====== DATASET RECORDS ======
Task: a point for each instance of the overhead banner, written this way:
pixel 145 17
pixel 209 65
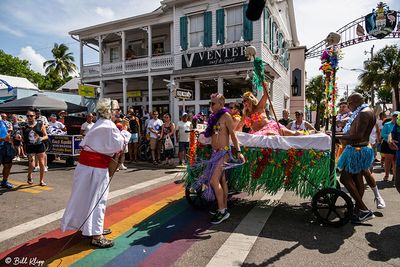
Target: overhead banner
pixel 381 21
pixel 214 57
pixel 86 90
======
GOAL OF THE EXERCISE:
Could you return all of the lines above word for word, with the pictures left out?

WRITTEN SOLUTION:
Task: a point for each instance of the overhead banner, written this way:
pixel 145 17
pixel 209 65
Target: overhead banner
pixel 381 21
pixel 214 57
pixel 86 90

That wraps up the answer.